[A run of items]
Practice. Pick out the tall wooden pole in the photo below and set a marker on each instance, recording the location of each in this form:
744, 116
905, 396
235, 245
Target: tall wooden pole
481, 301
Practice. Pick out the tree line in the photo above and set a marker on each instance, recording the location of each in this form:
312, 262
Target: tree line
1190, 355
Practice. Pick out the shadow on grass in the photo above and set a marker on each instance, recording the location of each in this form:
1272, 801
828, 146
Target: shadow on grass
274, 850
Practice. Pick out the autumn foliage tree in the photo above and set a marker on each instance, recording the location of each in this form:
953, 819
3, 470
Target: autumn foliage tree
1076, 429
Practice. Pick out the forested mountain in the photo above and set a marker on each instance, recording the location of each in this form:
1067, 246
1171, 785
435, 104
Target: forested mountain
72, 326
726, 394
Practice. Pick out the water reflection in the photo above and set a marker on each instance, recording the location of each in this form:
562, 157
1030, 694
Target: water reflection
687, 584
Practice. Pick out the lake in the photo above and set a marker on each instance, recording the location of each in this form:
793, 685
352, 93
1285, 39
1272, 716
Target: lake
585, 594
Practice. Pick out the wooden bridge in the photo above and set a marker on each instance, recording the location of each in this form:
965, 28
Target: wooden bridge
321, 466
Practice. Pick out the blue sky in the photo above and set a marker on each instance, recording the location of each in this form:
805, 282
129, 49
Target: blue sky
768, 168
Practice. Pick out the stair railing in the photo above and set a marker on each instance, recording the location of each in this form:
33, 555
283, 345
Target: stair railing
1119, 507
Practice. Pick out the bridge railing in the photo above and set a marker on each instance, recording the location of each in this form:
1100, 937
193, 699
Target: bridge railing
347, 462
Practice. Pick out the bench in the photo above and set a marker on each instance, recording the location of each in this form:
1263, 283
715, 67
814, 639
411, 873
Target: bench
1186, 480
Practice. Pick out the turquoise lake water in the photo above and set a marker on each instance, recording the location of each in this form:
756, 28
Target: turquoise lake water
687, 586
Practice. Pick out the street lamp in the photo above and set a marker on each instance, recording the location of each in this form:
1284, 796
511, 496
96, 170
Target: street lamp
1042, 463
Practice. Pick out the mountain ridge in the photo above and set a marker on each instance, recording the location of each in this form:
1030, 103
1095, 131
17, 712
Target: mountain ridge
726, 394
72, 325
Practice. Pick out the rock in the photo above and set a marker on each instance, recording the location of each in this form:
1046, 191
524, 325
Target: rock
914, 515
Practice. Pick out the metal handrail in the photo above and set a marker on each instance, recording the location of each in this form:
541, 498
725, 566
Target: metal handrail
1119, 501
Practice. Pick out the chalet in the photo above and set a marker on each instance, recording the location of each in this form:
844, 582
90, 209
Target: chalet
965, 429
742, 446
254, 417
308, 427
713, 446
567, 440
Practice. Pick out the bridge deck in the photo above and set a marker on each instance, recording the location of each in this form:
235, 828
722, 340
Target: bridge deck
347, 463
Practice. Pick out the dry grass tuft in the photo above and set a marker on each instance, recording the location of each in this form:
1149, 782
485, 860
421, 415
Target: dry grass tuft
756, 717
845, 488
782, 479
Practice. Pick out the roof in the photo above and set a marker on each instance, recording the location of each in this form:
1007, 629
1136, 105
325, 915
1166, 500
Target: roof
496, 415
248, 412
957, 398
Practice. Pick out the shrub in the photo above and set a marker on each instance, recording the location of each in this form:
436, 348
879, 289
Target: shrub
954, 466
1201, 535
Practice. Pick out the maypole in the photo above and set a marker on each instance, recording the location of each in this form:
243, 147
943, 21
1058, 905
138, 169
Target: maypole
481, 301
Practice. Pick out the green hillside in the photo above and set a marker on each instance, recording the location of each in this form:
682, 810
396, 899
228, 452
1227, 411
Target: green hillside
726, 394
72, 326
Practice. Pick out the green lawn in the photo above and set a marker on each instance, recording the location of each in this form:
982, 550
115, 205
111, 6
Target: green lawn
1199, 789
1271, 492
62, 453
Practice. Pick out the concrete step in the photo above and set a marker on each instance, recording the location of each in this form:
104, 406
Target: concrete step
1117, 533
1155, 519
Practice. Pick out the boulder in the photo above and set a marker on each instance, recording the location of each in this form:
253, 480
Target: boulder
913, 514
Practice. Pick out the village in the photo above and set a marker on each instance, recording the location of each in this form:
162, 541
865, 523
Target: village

* **Task statement**
Recast all the items above as a JSON list of strings, with one string for each line and no entries for blank lines.

* **Task response**
[
  "Practice. Pick out the tall wooden pole in the photo below and set a marker on each instance, recording the location of each in this form:",
  "744, 116",
  "905, 396",
  "235, 245",
  "Target: tall wooden pole",
  "481, 301",
  "Practice. Pick out the tree line in the photo above and set a marker on each instance, recording the location of each in this form:",
  "312, 262",
  "Target: tree line",
  "1190, 355",
  "Practice. Pick out the shadow on grass in the photo above and set a marker on each instance, recording the location of each in this form:",
  "1272, 801",
  "828, 146",
  "Target: shadow on grass",
  "274, 850",
  "Practice. Pick out the autumn foliage tree in the photo above and set a marker on each instance, recording the location of each in this form:",
  "953, 819",
  "3, 470",
  "Target: autumn foliage tree",
  "1076, 429",
  "Practice. Pick out the forested mountain in the photo above and set a marker on each instance, recording the location of each in this form:",
  "1067, 246",
  "1171, 785",
  "435, 104",
  "Target: forested mountain",
  "72, 326",
  "726, 394",
  "Practice. Pick out the water reflection in the photo above and set a marker on each instance, recording the location of each in this form:",
  "562, 157",
  "1030, 694",
  "Target: water reflection",
  "687, 584",
  "Practice. Pick out the lake in the photo above and set a marker on each instance, recording the location of each in this form:",
  "793, 685",
  "352, 93",
  "1285, 39",
  "1272, 716",
  "Target: lake",
  "585, 594",
  "Practice. Pick out the wooden bridge in the photo above and set a marker on each instance, recording the location of each in this form:",
  "965, 28",
  "Target: wooden bridge",
  "321, 466",
  "Practice. Pick out the blue sky in the photo above and set a marker on each instance, recording the location of each in this form:",
  "805, 282",
  "129, 49",
  "Target: blue sky",
  "768, 168",
  "Practice. Pick out the stair railing in the photo above and set a marker on each instance, recording the location of each in this form:",
  "33, 555",
  "283, 345",
  "Target: stair railing",
  "1119, 507",
  "Practice. Pick out the bridge railing in the photo above and set a marker on each instance, recording the location of each in this form:",
  "1100, 937",
  "193, 699",
  "Target: bridge railing",
  "347, 462",
  "Practice. Pick out the bench in the photo above and set a marker on each instance, recording the location of each in this form:",
  "1263, 283",
  "715, 67",
  "814, 639",
  "411, 873",
  "Target: bench",
  "1186, 480",
  "Practice. Pick out the turquoise lake water in the photo above and set a marker on each instance, recording the location of each in this form:",
  "756, 28",
  "Target: turquoise lake water",
  "687, 586",
  "Practice. Pick out the street lamp in the photo above and set a marker on each instance, recording the location of each in this form:",
  "1284, 796",
  "511, 496",
  "96, 170",
  "Target: street lamp",
  "1042, 463",
  "Practice. Pick out the mountain ridge in the photo above and set a marker on each instance, recording the location of each in this form:",
  "1030, 103",
  "1095, 131",
  "17, 712",
  "Target: mountain ridge",
  "726, 394",
  "72, 325",
  "Practice. Pick out the rock in the photo above and set a marker on each instance, recording the location of each in this form:",
  "1046, 191",
  "524, 325",
  "Target: rock",
  "914, 515",
  "Practice. Pick out the metal handrail in the photo above and set a marker on each instance, recording the location of each in this form:",
  "541, 498",
  "725, 566",
  "Target: metal handrail",
  "1119, 501",
  "Practice. Pick out the chalet in the photo above and set a marker on each instance, recording the location of each in this form:",
  "844, 582",
  "90, 209",
  "Target: chalet",
  "965, 429",
  "742, 446",
  "254, 417",
  "308, 427",
  "713, 446",
  "567, 440",
  "Practice. Pick out the bridge deck in the photo above and set a marker on each instance, recording the location of each in this form:",
  "235, 828",
  "722, 340",
  "Target: bridge deck",
  "347, 463",
  "Practice. Pick out the dry grass tuft in the photo above and set a marker on each instance, recording the location of each in this form:",
  "1149, 782",
  "485, 860",
  "421, 415",
  "Target: dry grass tuft",
  "756, 717",
  "845, 488",
  "782, 479",
  "Practice. Pick out the roof in the photo above and set a marker on each instance, recording the location of each in this form:",
  "1007, 629",
  "1136, 105",
  "325, 915",
  "1166, 500",
  "Target: roof",
  "496, 415",
  "248, 412",
  "957, 398",
  "Practice. Pick out the shrub in the photo above and set a marker on each instance, recording the location of each in this form:",
  "436, 348",
  "879, 289",
  "Target: shrub",
  "954, 466",
  "1201, 535",
  "Practice. Pick out the maypole in the photo above and set a marker on each instance, recording the location of each in this form:",
  "243, 147",
  "943, 21",
  "1058, 905",
  "138, 169",
  "Target: maypole",
  "481, 301",
  "Practice. Pick out the green hillside in the photo above and set a marker on each instance, recording the location of each in this form:",
  "682, 810",
  "396, 899",
  "228, 452",
  "1227, 411",
  "Target: green hillside",
  "726, 394",
  "72, 326",
  "Practice. Pick out the green lawn in the photo above and set a marker on each instance, recording the location of each in this form:",
  "982, 550",
  "115, 205",
  "111, 6",
  "Target: green lawn",
  "1199, 789",
  "1271, 492",
  "62, 453",
  "Practice. Pick out the concrete step in the photo above and set a marker on each instance, recording the location of each in this form:",
  "104, 406",
  "Target: concrete step",
  "1117, 533",
  "1155, 519",
  "Practice. Pick out the boulder in the photo above and set a marker on each instance, recording the location of each in this form:",
  "253, 480",
  "Target: boulder",
  "913, 514",
  "Practice. Pick out the village in the photo above and set a marker on each instance, recording the location of each in this form:",
  "162, 541",
  "865, 523",
  "Target: village"
]